SHORT PROBLEM: Rewrite the lines from the one with "the white dress" to the one with "424 113 477 231", replacing "arched wall niche" with "curved wall alcove" and leaving everything else unchanged.

Rows of box annotation data:
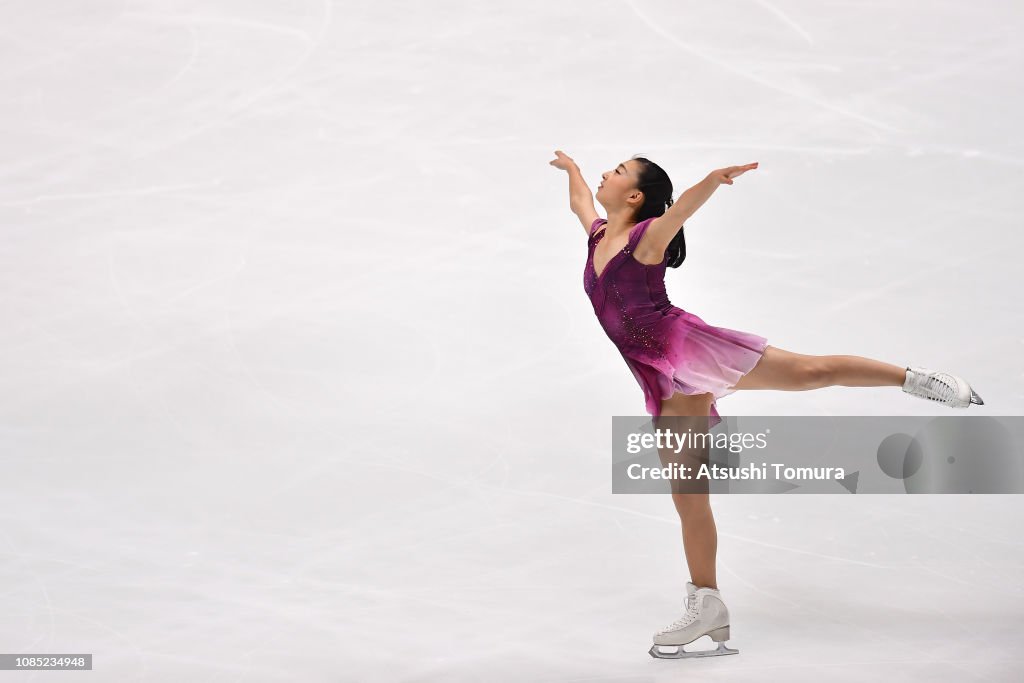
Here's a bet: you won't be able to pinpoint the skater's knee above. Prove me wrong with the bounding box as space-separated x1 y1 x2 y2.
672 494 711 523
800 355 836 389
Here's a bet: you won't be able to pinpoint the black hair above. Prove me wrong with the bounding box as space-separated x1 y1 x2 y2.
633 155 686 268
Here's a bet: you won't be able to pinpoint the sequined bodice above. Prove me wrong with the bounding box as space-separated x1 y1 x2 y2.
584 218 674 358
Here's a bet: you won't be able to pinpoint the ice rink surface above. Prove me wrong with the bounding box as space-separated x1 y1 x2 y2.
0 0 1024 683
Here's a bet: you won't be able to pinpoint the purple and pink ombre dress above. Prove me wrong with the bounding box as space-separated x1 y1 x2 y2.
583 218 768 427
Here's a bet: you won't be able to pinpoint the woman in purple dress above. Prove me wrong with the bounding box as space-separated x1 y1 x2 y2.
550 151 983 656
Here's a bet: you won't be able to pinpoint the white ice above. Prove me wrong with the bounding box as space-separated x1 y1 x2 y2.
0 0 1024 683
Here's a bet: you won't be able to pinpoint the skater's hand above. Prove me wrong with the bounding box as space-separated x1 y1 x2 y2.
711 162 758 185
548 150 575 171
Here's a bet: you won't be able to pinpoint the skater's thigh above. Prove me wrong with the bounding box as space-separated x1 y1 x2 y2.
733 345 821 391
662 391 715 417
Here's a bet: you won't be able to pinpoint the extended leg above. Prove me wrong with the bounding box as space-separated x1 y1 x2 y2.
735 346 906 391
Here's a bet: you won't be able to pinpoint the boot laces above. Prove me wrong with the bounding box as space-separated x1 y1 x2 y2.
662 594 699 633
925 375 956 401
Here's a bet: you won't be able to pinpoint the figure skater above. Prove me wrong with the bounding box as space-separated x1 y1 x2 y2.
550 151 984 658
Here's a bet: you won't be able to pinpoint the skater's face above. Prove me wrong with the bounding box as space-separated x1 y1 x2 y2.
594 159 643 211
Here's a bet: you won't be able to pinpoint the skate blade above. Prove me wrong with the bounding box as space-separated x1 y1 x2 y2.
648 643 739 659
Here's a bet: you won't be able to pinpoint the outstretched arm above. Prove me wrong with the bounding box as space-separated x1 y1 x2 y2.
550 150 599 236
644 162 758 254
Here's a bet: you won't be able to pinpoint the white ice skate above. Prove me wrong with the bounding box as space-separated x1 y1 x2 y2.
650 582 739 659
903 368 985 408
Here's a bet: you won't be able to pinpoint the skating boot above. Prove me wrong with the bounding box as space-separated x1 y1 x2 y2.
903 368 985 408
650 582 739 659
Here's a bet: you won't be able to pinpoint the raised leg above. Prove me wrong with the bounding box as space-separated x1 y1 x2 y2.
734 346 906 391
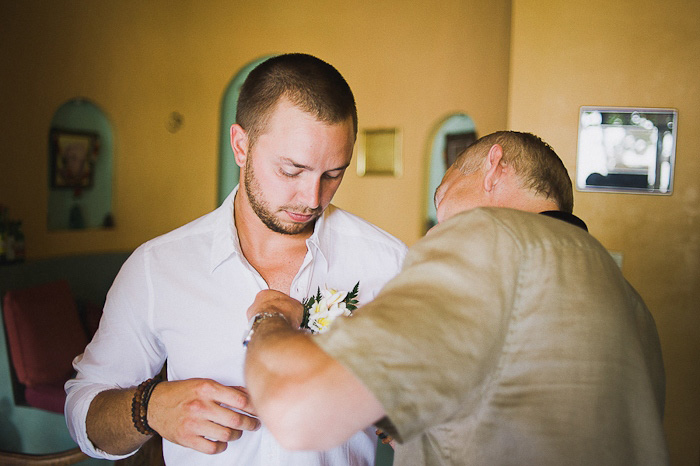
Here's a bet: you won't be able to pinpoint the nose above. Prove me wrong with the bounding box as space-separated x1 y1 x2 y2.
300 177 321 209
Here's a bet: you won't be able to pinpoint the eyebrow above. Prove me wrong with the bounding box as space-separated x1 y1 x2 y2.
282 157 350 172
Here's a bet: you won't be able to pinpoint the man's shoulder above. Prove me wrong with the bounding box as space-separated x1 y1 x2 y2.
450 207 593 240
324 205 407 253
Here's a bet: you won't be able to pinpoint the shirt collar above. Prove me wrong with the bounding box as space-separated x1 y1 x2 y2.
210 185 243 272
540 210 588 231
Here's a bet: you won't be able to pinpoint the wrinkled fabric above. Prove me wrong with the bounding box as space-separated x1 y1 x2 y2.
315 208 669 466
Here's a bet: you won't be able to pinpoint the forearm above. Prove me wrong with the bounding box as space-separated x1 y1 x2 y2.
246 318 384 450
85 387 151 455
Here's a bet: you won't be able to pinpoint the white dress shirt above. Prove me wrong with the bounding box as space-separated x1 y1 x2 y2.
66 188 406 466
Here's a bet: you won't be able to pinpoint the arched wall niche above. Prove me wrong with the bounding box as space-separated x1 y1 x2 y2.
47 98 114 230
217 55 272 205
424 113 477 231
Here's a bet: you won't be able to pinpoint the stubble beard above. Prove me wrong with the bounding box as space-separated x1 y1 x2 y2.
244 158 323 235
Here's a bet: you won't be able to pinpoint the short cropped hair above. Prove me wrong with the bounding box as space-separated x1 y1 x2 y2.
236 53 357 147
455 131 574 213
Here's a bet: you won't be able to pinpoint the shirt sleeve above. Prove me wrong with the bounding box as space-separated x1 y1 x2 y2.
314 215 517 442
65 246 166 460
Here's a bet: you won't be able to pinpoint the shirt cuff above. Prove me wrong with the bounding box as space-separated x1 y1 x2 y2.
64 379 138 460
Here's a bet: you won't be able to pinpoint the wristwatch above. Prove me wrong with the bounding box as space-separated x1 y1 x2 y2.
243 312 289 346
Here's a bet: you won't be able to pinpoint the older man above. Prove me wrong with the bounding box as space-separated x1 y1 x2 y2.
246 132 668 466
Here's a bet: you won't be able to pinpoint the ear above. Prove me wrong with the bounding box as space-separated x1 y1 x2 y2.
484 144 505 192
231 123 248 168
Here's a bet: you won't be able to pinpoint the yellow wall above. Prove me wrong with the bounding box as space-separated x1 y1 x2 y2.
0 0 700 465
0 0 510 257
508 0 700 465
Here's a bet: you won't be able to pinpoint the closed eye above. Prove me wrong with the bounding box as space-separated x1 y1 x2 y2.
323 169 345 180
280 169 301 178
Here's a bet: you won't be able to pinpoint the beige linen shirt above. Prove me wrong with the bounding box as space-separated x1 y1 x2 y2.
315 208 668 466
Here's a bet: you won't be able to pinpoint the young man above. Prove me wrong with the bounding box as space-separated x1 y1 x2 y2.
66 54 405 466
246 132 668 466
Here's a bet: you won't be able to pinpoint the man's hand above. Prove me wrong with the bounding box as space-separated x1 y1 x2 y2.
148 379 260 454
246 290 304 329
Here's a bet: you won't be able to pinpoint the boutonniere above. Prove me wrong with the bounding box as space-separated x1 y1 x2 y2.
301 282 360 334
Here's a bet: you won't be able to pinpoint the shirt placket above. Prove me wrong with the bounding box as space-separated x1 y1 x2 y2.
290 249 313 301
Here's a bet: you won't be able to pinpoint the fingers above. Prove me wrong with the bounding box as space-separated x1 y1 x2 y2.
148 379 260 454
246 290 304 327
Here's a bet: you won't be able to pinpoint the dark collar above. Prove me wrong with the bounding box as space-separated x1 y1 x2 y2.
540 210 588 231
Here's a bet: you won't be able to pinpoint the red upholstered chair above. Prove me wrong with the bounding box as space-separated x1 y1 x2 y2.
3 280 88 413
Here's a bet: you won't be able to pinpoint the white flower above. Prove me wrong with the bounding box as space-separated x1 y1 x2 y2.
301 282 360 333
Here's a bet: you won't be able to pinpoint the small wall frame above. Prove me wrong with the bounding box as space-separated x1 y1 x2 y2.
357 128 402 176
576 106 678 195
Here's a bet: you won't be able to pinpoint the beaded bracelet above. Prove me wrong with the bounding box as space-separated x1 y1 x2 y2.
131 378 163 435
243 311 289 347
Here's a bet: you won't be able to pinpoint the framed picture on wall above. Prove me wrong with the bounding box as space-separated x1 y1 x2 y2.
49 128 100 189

* * *

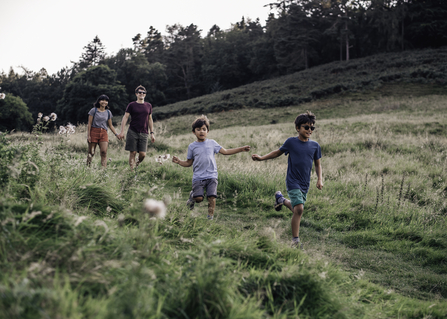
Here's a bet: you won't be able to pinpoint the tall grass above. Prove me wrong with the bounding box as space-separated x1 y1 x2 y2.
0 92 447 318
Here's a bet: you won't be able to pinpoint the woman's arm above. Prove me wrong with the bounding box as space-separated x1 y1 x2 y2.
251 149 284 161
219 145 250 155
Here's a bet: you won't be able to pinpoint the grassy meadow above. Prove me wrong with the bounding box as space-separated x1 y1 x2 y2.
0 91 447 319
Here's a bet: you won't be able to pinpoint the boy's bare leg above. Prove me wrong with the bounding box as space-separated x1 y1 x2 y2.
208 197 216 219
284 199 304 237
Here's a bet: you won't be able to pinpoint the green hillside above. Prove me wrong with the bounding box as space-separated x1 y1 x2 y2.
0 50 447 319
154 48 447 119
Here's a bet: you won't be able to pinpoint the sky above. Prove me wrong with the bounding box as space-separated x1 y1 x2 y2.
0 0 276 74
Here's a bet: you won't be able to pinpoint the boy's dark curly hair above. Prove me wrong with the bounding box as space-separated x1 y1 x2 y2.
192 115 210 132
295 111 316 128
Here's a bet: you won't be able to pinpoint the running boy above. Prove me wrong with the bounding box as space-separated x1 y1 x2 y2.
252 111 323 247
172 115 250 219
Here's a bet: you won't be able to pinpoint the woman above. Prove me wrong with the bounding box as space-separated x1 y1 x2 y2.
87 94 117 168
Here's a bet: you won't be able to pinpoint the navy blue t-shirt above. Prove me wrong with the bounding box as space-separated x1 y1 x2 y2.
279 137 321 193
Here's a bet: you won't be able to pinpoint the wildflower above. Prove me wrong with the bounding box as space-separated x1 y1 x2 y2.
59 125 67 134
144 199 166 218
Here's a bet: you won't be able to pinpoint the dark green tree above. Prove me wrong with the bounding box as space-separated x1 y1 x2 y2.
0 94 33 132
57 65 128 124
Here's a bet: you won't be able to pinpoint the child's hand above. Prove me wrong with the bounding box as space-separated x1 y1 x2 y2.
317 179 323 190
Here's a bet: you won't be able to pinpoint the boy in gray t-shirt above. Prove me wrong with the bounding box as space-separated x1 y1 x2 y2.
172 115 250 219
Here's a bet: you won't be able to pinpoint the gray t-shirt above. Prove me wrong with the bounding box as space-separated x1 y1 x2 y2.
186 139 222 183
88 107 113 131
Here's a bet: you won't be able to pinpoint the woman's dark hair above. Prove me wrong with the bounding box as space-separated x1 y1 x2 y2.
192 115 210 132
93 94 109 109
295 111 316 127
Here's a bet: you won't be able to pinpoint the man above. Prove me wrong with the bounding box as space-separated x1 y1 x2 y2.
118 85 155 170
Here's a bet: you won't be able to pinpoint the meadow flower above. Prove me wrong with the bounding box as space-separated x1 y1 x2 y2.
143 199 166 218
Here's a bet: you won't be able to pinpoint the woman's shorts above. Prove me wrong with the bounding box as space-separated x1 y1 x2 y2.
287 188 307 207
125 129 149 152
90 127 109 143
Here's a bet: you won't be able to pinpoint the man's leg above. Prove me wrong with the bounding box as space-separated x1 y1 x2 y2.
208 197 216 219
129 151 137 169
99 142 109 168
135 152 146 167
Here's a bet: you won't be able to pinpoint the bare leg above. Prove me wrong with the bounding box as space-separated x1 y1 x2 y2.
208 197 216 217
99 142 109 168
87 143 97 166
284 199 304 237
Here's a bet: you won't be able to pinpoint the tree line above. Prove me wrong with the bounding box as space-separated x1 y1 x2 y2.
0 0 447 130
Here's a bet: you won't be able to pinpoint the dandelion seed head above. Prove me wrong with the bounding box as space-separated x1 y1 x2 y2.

SOLUTION TO THIS TASK:
Here's a bet: you won't be able to pinpoint the white dress shirt above. Prove me wrong with the bounding box as space-separated x1 y1 x2 y2.
66 188 406 466
Here's a bet: you won't be able to pinpoint the curved wall alcove above. Prove me wrong with the bounding box as space-separated x1 y1 x2 y2.
47 98 114 230
217 55 272 205
424 113 477 231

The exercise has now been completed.